◆ Given records:
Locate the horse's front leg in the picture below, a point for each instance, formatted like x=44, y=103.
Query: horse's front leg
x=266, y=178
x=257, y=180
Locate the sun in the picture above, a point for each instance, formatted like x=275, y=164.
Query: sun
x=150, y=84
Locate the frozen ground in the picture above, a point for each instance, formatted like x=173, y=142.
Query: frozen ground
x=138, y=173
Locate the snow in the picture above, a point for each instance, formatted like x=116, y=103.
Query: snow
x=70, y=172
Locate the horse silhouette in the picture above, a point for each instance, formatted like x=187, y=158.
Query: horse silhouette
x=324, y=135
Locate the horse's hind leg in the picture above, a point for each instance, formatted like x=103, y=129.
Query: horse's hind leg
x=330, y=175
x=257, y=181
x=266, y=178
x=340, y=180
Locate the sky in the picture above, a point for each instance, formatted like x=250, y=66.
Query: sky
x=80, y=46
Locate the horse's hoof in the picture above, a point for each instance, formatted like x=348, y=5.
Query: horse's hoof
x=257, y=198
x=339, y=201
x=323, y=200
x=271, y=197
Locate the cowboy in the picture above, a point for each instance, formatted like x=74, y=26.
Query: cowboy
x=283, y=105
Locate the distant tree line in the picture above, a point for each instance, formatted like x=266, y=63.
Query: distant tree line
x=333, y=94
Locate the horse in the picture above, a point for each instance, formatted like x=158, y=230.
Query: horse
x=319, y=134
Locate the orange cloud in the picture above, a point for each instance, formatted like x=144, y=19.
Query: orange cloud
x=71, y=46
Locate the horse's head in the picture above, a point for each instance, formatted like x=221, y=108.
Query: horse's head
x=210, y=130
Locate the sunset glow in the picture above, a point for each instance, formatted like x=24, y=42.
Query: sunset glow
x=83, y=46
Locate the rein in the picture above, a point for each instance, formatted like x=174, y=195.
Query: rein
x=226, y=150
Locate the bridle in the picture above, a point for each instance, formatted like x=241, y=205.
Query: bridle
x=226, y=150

◆ Work request: Print the records above exactly as written.

◆ Task answer:
Locate the horse's front leg in the picture below, a point for each instance, formatted like x=44, y=103.
Query: horse's front leg
x=266, y=178
x=257, y=180
Locate the sun in the picture above, a point for each instance, formatted like x=275, y=164.
Query: sun
x=150, y=84
Locate the frozen ground in the picture above, a point for each instance, formatted like x=173, y=142.
Query: frozen ground
x=138, y=173
Locate the snow in the picture above, a point for each instance, formatted like x=116, y=103.
Query: snow
x=70, y=172
Locate the horse silhouette in the picture above, a point for each instance, formatted like x=187, y=158.
Query: horse silhouette
x=324, y=135
Locate the horse's hind leg in the picture above, a point for each instance, formatted like x=103, y=129.
Query: horse's hind leg
x=330, y=175
x=257, y=181
x=266, y=178
x=340, y=180
Locate the sky in the picture above, a point for each instance, formatted like x=250, y=66.
Query: sky
x=80, y=46
Locate the horse's hoof in the picture above, a point for each instance, formatted like x=348, y=5.
Query: horse's hoof
x=257, y=198
x=339, y=201
x=323, y=200
x=271, y=197
Locate the cowboy in the picture above, a point for each instance, formatted like x=74, y=26.
Query: cowboy
x=283, y=105
Locate the distant tree line in the picture above, a point for each instance, formatted like x=266, y=63.
Query: distant tree line
x=333, y=94
Locate the horse in the picture above, a point for each instance, formatted like x=158, y=230.
Query: horse
x=319, y=134
Locate the orange cloud in the picture above, a point for each instance, formatted like x=144, y=19.
Query: orange cloud
x=71, y=46
Locate the horse's head in the picture above, a point for each instance, formatted like x=221, y=108.
Query: horse's head
x=210, y=130
Locate the sunset glow in the picture above, a point for each instance, formatted like x=24, y=42.
Query: sunset glow
x=83, y=46
Locate the rein in the picture above, a point for each instance, formatted like x=174, y=195.
Query: rein
x=226, y=150
Locate the bridle in the picture above, a point for each instance, formatted like x=241, y=205.
Query: bridle
x=226, y=150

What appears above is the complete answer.